**What is needed:**
Give back all of the data exactly as it appears here.
(Task data)
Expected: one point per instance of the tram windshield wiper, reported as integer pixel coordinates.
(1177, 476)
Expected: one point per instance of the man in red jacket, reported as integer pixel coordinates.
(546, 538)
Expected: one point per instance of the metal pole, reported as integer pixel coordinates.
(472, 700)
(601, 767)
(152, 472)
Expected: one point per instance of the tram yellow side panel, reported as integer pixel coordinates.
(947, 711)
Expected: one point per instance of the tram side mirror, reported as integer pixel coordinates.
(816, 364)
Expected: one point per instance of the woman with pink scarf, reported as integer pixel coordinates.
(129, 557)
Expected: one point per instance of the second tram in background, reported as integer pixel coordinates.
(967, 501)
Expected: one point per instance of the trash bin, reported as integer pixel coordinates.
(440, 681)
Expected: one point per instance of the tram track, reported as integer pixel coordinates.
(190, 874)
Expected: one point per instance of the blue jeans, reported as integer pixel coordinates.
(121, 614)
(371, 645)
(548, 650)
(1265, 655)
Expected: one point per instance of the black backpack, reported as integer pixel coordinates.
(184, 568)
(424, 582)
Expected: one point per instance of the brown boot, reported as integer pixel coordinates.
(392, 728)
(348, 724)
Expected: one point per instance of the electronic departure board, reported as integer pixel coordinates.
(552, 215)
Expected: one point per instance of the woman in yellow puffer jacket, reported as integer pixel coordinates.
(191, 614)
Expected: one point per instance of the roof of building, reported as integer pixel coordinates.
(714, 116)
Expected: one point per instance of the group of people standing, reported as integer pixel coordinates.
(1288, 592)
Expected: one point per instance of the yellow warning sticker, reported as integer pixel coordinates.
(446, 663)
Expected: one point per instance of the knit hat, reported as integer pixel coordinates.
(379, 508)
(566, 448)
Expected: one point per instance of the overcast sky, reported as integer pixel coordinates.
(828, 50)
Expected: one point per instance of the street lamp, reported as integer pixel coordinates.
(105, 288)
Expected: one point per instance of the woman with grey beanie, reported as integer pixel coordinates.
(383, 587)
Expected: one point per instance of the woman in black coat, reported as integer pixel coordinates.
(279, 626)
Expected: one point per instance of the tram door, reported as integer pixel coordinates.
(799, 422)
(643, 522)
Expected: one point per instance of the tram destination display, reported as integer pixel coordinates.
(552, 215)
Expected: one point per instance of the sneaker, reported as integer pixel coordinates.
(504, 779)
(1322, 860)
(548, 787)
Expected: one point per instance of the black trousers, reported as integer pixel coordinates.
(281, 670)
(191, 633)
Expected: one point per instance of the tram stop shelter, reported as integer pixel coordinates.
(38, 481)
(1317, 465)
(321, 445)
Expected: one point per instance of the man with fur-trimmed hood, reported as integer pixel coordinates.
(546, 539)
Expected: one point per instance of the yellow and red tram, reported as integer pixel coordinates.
(End Task data)
**Finished task:**
Expected: one point per instance of the tram windshield wiper, reported as integer pixel coordinates.
(1177, 476)
Expected: one point per instance of the man in red jacket, reported as integer pixel coordinates.
(546, 538)
Expected: one point per instance of the metal pole, reported as integer pixel coordinates.
(472, 700)
(601, 767)
(152, 472)
Expected: one point per instance of the tram yellow side panel, reported as integer pixel coordinates.
(947, 711)
Expected: one point per instance of the tram side mirror, reported as integer pixel coordinates.
(816, 364)
Expected: one point per instance of the woman with pink scarf, reported as integer pixel coordinates.
(129, 557)
Expected: one point per instance of the second tram in background, reported as integer pixel coordinates.
(967, 501)
Expected: one point per instance of the trash bin, reported as integer pixel coordinates.
(440, 681)
Expected: one point per instance of the tram track, reported as integer pixel coordinates.
(190, 874)
Expected: one point per instance of the blue jeans, reported as integer pixel coordinates.
(121, 614)
(371, 645)
(548, 650)
(1265, 655)
Expected: one point per instance of the black backpack, reported as integer pixel coordinates.
(184, 568)
(424, 582)
Expected: one point per instance of the brown boot, reported as integer pixel coordinates.
(392, 728)
(348, 724)
Expected: one point per instance of the electronic departure board, reported as integer pixel coordinates.
(552, 215)
Expected: one point per instance of the woman in yellow puffer jacket, reported as integer pixel coordinates.
(191, 614)
Expected: one point per instance of the roof of building, reported as integer pixel coordinates.
(714, 116)
Expected: one point per instance of the group of people standing, reported as integer pixel coordinates.
(1288, 592)
Expected: one point per instance of the yellow warning sticker, reported as integer pixel coordinates.
(446, 663)
Expected: one point per instance of the knit hat, reported as integer pixel coordinates.
(379, 508)
(566, 448)
Expected: one point per instance of the overcast sky, reported as integer pixel coordinates.
(828, 50)
Expected: one point per instance of the street lamp, reported as integer pixel coordinates.
(105, 288)
Expected: one point per instance of the woman with grey beanie, reported as integer pixel coordinates.
(383, 587)
Expected: one point per instance of the woman in black coat, reported as integer pixel coordinates.
(279, 626)
Expected: one point per instance of the tram door, reported as integer pixel coordinates.
(799, 422)
(643, 522)
Expected: one point per instance of the tram destination display, reported as integer pixel coordinates.
(552, 215)
Expected: one point per instance of the sneaker, reported as integer pixel coordinates.
(504, 779)
(1322, 860)
(548, 787)
Expected: one point per instance of the black trousers, reported as integer pixel coordinates.
(281, 670)
(191, 633)
Expected: one point per instance of the tram stop shelter, reported as integer pixel coordinates.
(38, 481)
(1317, 465)
(321, 445)
Expected: one point per instance of the man with fur-trimmed hood, reported as integer pixel coordinates.
(546, 539)
Expected: one point per instance of the yellow and red tram, reported as integer pixel coordinates.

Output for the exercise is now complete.